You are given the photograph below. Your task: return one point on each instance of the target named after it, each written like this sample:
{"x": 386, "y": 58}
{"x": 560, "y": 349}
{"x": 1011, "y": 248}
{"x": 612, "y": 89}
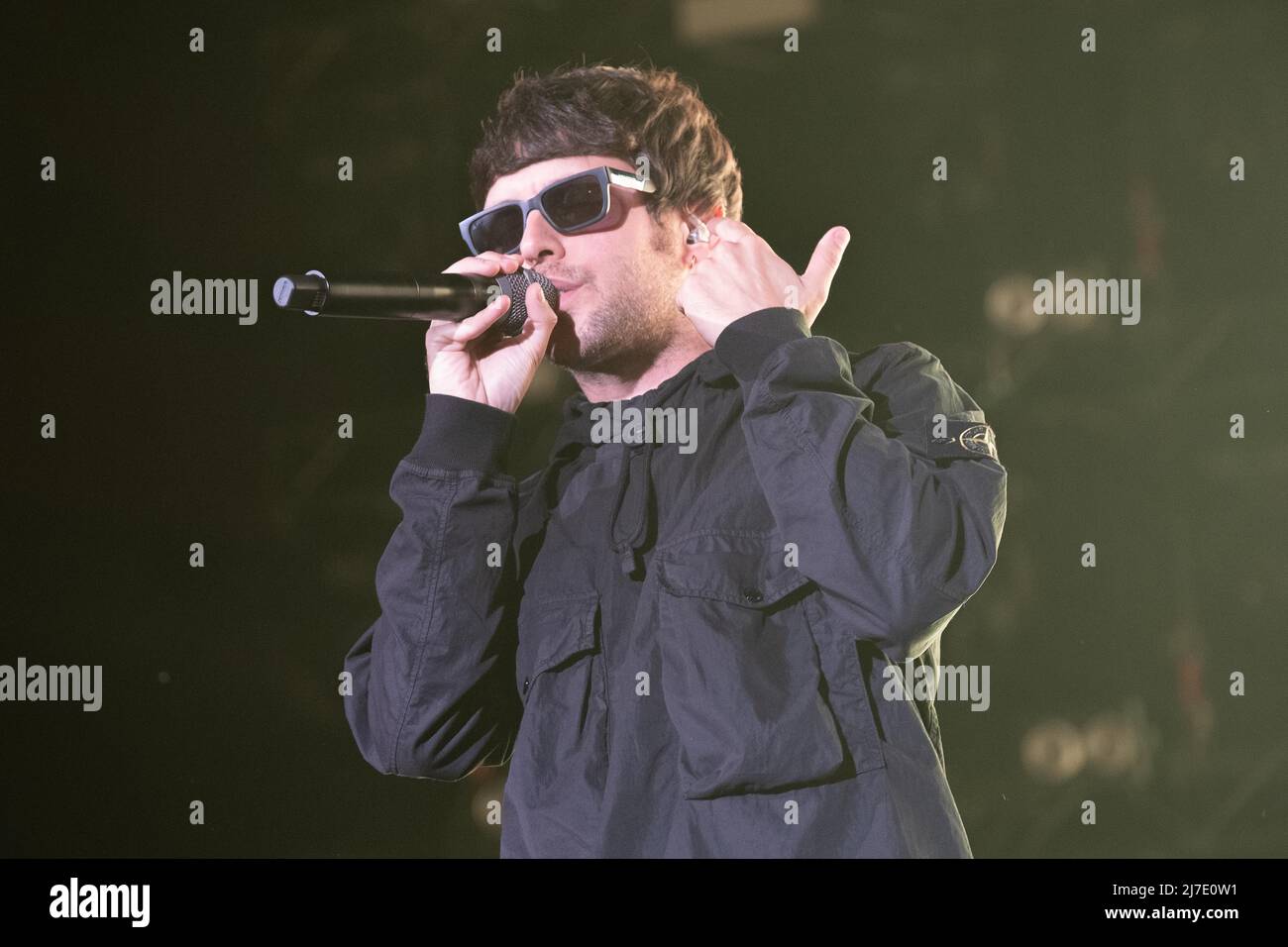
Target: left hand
{"x": 741, "y": 273}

+--

ASSIGNMENT: Your copy should hold all the data word for word. It should hold no pictures.

WRITTEN RESPONSE:
You are given the photograph below. Your task: return one point on each instance of the target named after it, each written like this sample:
{"x": 386, "y": 58}
{"x": 560, "y": 349}
{"x": 1011, "y": 248}
{"x": 612, "y": 89}
Target: left hand
{"x": 741, "y": 273}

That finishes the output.